== Segment start ==

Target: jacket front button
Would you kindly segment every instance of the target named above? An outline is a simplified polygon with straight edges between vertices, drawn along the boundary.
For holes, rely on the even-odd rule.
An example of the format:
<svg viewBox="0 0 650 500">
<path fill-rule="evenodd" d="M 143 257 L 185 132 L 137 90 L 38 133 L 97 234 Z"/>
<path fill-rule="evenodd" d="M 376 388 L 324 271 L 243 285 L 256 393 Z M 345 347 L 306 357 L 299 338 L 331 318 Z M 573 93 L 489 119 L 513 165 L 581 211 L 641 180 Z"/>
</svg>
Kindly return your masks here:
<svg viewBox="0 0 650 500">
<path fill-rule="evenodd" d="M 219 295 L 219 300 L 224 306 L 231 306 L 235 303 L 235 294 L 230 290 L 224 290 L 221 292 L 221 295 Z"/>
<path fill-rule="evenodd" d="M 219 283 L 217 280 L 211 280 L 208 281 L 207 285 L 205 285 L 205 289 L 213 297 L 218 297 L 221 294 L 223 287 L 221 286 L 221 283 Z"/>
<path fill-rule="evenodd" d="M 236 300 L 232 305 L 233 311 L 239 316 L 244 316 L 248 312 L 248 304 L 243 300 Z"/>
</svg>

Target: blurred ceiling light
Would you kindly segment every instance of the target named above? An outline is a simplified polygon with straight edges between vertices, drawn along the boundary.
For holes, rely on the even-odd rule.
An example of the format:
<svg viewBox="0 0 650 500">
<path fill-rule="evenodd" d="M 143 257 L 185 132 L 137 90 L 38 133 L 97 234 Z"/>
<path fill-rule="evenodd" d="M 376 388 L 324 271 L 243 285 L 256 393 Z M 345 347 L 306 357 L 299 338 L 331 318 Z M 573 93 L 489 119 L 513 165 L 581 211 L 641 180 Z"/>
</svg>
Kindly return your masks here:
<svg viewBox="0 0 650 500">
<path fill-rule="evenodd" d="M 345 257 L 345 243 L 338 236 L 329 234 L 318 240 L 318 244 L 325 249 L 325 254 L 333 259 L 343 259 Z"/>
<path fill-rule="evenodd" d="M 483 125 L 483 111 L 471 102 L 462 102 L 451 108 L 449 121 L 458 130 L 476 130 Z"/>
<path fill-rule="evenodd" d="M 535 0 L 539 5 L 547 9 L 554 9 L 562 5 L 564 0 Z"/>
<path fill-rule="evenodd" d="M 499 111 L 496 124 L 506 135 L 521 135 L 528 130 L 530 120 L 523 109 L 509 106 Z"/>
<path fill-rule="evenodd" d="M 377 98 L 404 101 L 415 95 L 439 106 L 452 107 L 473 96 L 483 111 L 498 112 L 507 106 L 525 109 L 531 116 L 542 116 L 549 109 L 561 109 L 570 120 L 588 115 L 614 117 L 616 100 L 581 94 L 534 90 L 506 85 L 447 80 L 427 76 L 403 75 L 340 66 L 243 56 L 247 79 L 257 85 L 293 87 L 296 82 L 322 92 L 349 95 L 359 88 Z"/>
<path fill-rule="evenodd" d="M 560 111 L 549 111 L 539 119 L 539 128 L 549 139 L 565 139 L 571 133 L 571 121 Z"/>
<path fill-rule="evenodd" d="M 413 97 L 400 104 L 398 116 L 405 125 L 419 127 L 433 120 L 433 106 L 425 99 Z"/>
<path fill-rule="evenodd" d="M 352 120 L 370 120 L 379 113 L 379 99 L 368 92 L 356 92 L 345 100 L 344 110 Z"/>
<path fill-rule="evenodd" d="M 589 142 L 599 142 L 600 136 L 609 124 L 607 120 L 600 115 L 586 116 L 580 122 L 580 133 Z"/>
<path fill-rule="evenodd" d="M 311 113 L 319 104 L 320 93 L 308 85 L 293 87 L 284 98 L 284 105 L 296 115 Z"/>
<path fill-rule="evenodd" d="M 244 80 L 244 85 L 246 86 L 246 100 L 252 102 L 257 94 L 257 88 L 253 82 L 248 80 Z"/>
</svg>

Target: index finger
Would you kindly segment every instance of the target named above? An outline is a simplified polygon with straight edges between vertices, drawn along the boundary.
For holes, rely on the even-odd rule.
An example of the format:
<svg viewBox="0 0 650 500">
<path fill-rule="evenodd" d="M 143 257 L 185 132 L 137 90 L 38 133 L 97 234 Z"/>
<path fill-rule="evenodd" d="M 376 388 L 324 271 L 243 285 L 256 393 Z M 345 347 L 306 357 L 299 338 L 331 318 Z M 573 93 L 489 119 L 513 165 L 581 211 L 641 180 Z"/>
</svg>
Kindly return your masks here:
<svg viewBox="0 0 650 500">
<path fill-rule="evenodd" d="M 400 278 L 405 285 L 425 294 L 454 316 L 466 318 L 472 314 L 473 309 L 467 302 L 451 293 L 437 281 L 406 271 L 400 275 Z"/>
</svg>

== Segment end ==

> **Work instruction**: Repeat the entries. Keep each one exactly as written.

> **Task result**:
Target: jacket front button
Would you kindly segment every instance of the target named above? An outline is a simplified polygon with straight edges between vertices, drawn along the boundary.
For holes, rely on the even-odd rule.
An example of the format:
<svg viewBox="0 0 650 500">
<path fill-rule="evenodd" d="M 143 257 L 185 132 L 137 90 L 38 133 L 97 234 Z"/>
<path fill-rule="evenodd" d="M 376 388 L 324 271 L 243 285 L 256 393 Z M 345 347 L 306 357 L 299 338 L 331 318 Z M 573 93 L 489 119 L 513 165 L 581 211 L 641 180 Z"/>
</svg>
Kindly return your masks here:
<svg viewBox="0 0 650 500">
<path fill-rule="evenodd" d="M 219 295 L 219 300 L 224 306 L 231 306 L 235 303 L 235 294 L 230 290 L 224 290 L 221 292 L 221 295 Z"/>
<path fill-rule="evenodd" d="M 219 283 L 217 280 L 211 280 L 208 281 L 207 285 L 205 285 L 205 289 L 213 297 L 218 297 L 221 294 L 223 287 L 221 286 L 221 283 Z"/>
<path fill-rule="evenodd" d="M 236 300 L 232 305 L 233 311 L 239 316 L 244 316 L 248 312 L 248 304 L 243 300 Z"/>
</svg>

Target: blurred ceiling light
Would you kindly segment every instance of the target named above? An outline is a simplified polygon with straight edges between vertices, drawn along the boundary.
For holes, rely on the even-odd rule.
An example of the format:
<svg viewBox="0 0 650 500">
<path fill-rule="evenodd" d="M 143 257 L 185 132 L 137 90 L 38 133 L 97 234 Z"/>
<path fill-rule="evenodd" d="M 376 388 L 324 271 L 243 285 L 256 393 Z M 345 347 L 306 357 L 299 338 L 331 318 Z M 573 93 L 489 119 L 513 165 L 581 211 L 641 180 Z"/>
</svg>
Kindly return your masks here:
<svg viewBox="0 0 650 500">
<path fill-rule="evenodd" d="M 345 257 L 345 243 L 338 236 L 329 234 L 318 240 L 318 244 L 325 249 L 325 254 L 333 259 L 343 259 Z"/>
<path fill-rule="evenodd" d="M 483 125 L 483 111 L 471 102 L 462 102 L 451 108 L 449 121 L 458 130 L 476 130 Z"/>
<path fill-rule="evenodd" d="M 535 0 L 539 5 L 547 9 L 554 9 L 562 5 L 564 0 Z"/>
<path fill-rule="evenodd" d="M 499 111 L 496 124 L 506 135 L 521 135 L 528 130 L 530 120 L 523 109 L 509 106 Z"/>
<path fill-rule="evenodd" d="M 377 98 L 404 101 L 415 95 L 439 106 L 452 107 L 473 96 L 483 111 L 498 112 L 507 106 L 525 109 L 531 116 L 542 116 L 549 109 L 561 109 L 570 120 L 588 115 L 614 117 L 616 100 L 581 94 L 534 90 L 506 85 L 447 80 L 427 76 L 403 75 L 340 66 L 243 56 L 247 79 L 257 85 L 293 87 L 296 82 L 322 92 L 349 95 L 359 88 Z"/>
<path fill-rule="evenodd" d="M 560 111 L 549 111 L 539 119 L 539 128 L 549 139 L 565 139 L 571 133 L 571 121 Z"/>
<path fill-rule="evenodd" d="M 413 97 L 400 104 L 398 116 L 405 125 L 419 127 L 433 120 L 433 106 L 425 99 Z"/>
<path fill-rule="evenodd" d="M 352 120 L 370 120 L 379 113 L 379 99 L 368 92 L 356 92 L 345 100 L 344 110 Z"/>
<path fill-rule="evenodd" d="M 589 142 L 599 142 L 600 136 L 609 124 L 607 120 L 600 115 L 586 116 L 580 122 L 580 133 Z"/>
<path fill-rule="evenodd" d="M 311 113 L 319 104 L 320 93 L 308 85 L 293 87 L 284 98 L 284 105 L 296 115 Z"/>
<path fill-rule="evenodd" d="M 244 80 L 244 85 L 246 86 L 246 100 L 252 102 L 257 94 L 257 88 L 253 82 L 248 80 Z"/>
</svg>

Target: index finger
Would you kindly segment every instance of the target named above? An outline is a simplified polygon with straight edges between vertices, drawn along the boundary.
For holes, rely on the even-odd rule.
An example of the format:
<svg viewBox="0 0 650 500">
<path fill-rule="evenodd" d="M 143 257 L 185 132 L 137 90 L 38 133 L 97 234 Z"/>
<path fill-rule="evenodd" d="M 376 388 L 324 271 L 243 285 L 256 393 Z M 345 347 L 306 357 L 299 338 L 331 318 Z M 573 93 L 489 119 L 513 165 L 581 211 L 641 180 Z"/>
</svg>
Kindly return your masks here:
<svg viewBox="0 0 650 500">
<path fill-rule="evenodd" d="M 400 278 L 405 285 L 425 294 L 454 316 L 466 318 L 472 314 L 473 309 L 467 302 L 451 293 L 437 281 L 406 271 L 400 275 Z"/>
</svg>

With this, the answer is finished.